WHAT THE EXERCISE ASKS: Lay out the records below as a Markdown table with two columns, Row and Text: give each line its own row with its number under Row, and skip any blank lines.

THE DATA:

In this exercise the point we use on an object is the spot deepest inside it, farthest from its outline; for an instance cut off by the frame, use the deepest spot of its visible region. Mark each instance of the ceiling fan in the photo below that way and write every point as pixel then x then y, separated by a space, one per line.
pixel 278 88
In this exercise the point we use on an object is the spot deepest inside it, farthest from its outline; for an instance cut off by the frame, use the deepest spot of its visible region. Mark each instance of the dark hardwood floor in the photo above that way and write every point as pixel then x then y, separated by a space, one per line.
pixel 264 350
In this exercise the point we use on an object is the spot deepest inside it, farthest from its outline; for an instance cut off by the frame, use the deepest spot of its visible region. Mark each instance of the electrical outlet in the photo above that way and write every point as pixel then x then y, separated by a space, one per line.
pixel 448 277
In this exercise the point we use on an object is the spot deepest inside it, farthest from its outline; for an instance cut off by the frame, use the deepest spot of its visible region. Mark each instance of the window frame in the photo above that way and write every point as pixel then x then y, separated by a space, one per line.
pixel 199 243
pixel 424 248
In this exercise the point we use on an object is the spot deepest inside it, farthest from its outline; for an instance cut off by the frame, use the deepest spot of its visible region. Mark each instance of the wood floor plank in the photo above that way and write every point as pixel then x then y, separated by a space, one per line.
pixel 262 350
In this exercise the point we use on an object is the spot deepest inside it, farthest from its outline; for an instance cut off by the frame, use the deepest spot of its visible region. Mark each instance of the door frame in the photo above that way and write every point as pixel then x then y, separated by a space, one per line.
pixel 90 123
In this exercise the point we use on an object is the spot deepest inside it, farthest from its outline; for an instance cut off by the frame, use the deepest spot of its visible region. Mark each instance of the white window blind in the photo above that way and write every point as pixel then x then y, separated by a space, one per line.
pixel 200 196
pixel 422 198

THE OUTPUT:
| Row | Text |
|---|---|
| 1 | In this exercise the point we use on an object is the spot deepest inside it, farthest from its outline; for an instance cut off by the frame, use the deepest spot of its visible region. Mark each instance of the ceiling fan in the photo below that way and write every point as pixel then x then y, separated by a space, one per line. |
| 2 | pixel 278 88 |
| 3 | In this exercise the point we use on an object is the spot deepest inside it, farthest from its outline; for an instance cut off by the frame, use the deepest spot of its visible region. Mark each instance of the dark hardwood floor in the photo above that way and write every point as pixel then x then y, separated by a space, one per line. |
| 4 | pixel 264 350 |
| 5 | In this exercise the point we use on an object is the spot deepest inside it, farthest from its outline; for an instance cut off by the frame, use the deepest spot of its visible region. Mark each instance of the electrical outlet in the photo above that way and write every point as pixel then x then y, separated by a space, one per line. |
| 6 | pixel 448 277 |
| 7 | In this exercise the point we use on an object is the spot deepest inside it, farthest from its outline; for an instance cut off by the frame, use the deepest spot of its visible region. Mark each instance of the window frame in the photo above that way and write every point as pixel then x then y, separated by a space, one per line. |
| 8 | pixel 199 243 |
| 9 | pixel 424 248 |
| 10 | In this exercise the point we use on an object is the spot deepest inside it, farthest from its outline; for an instance cut off by the frame, use the deepest spot of its visible region. Mark each instance of the wood floor plank in the photo above that way and write every point as pixel then x then y, separated by a space, one per line. |
| 11 | pixel 262 350 |
| 12 | In this exercise the point we use on an object is the spot deepest inside it, farthest from its outline; for an instance cut off by the frame, use the deepest spot of its visible region. Mark each instance of the door frame in the photo above that way and write every point as pixel then x then y, separated by a space, one per line. |
| 13 | pixel 90 123 |
| 14 | In this exercise the point we use on an object is the spot deepest inside it, farthest from its outline; for an instance cut off by the frame, use the deepest spot of its visible region. Mark each instance of the white window blind in the photo above that way and write every point as pixel then x then y, separated by a space, one per line. |
| 15 | pixel 200 196 |
| 16 | pixel 422 198 |